Dataset excerpt:
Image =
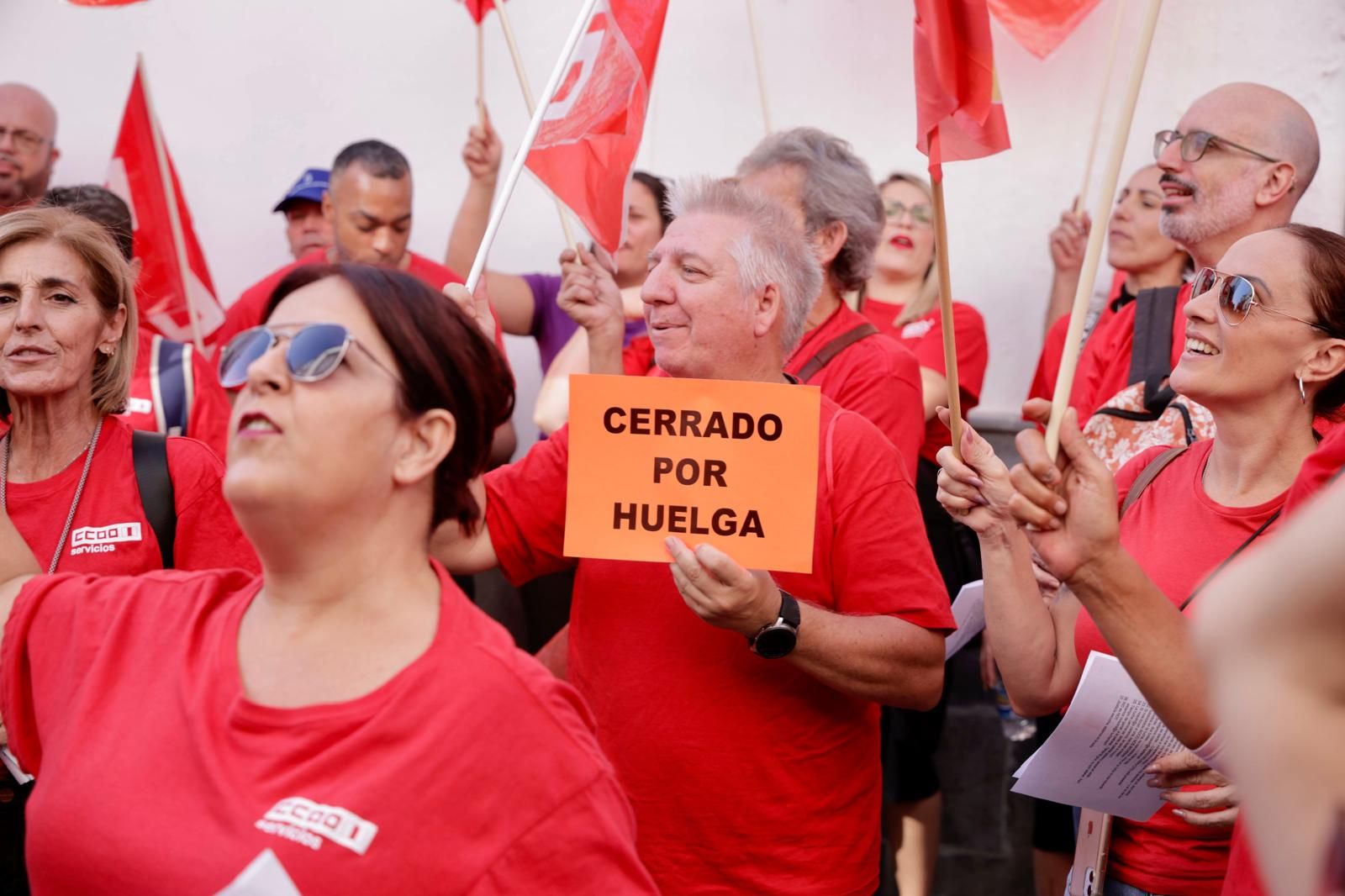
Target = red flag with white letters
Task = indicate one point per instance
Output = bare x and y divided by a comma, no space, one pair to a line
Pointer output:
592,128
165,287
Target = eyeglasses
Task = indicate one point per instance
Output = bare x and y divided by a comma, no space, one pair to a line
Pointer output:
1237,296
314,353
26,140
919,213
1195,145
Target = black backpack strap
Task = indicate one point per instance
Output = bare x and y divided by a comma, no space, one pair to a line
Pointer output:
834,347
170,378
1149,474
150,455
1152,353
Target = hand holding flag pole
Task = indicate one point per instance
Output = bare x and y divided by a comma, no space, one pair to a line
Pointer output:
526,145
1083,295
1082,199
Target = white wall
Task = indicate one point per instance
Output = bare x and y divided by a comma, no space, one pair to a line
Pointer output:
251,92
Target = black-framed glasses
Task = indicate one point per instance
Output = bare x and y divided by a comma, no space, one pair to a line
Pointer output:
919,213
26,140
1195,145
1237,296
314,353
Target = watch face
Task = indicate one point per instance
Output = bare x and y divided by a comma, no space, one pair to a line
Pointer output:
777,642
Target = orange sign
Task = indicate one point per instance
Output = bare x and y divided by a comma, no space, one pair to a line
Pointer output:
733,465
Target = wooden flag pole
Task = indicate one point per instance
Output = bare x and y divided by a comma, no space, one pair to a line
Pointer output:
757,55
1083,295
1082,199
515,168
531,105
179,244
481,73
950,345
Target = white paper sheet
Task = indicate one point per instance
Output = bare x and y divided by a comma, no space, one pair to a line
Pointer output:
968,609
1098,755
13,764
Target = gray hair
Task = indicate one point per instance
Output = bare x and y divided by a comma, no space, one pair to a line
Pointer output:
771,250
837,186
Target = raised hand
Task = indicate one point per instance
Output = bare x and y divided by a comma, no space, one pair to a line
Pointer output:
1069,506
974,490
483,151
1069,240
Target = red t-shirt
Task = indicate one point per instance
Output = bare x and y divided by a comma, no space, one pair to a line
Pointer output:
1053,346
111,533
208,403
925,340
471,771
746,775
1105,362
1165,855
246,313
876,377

▶ _What is being asked_: Write out every line of the data above verbatim, from first to last, and omit the image.

▶ _Correct output_:
Image =
Target = red flag with white letters
Task = indicate one point per instance
Output = bare x and y divided by a comma, no space, one pair to a line
Pointer output:
592,128
165,287
Target = eyeglasses
Task = indicate one point per instance
Output = bare x and y divided by a comma, no space, one pair to a line
Pointer output:
1237,296
314,353
26,140
919,213
1195,145
Target = black backpack strap
Task = indicate one point per instance
Output = bare x and y divided by a comma, no space, one pair to a line
Pointer output:
834,347
170,378
1149,474
150,455
1152,353
Target = hand holding flag pole
Task = indicate one point per instance
Output = bare x and y divided by a comma, no space, one pair to a line
Pointer output:
526,145
1083,295
1082,199
Target = white wall
Task = indicate one point per instance
Output = bare x and y divided by a comma, no space, one pair to a line
Pointer output:
251,92
Target = black-framed glasses
Task = indicate one point per instance
Output = bare x and y divided by a comma, no space, one pair to a line
Pointer output:
919,213
26,140
1195,145
1237,296
314,353
Target = watch face
Task = indicate one point per instance
Output = bare x and y divided by a comma, no space, one pair to a line
Pointer output:
777,642
Target = orange sign
Task = indicate one point per instance
Output = bare x and y divided by a comma, no space, one pair to a line
Pointer output:
733,465
Target = wooden flag pole
Task = indicate one point per instance
Output = bare x and y divided by a comma, no space, one pair to a line
Pointer output:
757,55
1083,295
1082,199
515,168
531,105
179,244
481,73
950,345
Target = white paper sheet
Task = indicate one point per instance
Output = bare x and y divided by a comma, no space, one pair to a line
Pointer output:
968,609
1098,755
13,764
Target = gray hair
Task = indicate one point per instance
Output = bare x and y divided by a comma, no space, one pair to a line
Pointer output:
771,250
837,186
Target = raised hand
Task = indicate one point per instance
Output = bare x and y divided by a comma, no space, one pair to a line
Pointer output:
1069,506
974,490
483,151
1069,240
Target = red t-shirt
Task = indicate one point per instance
Output = bare x and y divided by a comma, no space, one pair to a line
Pointer output:
1053,346
111,533
208,403
925,340
471,771
746,775
1105,362
1165,855
246,313
876,377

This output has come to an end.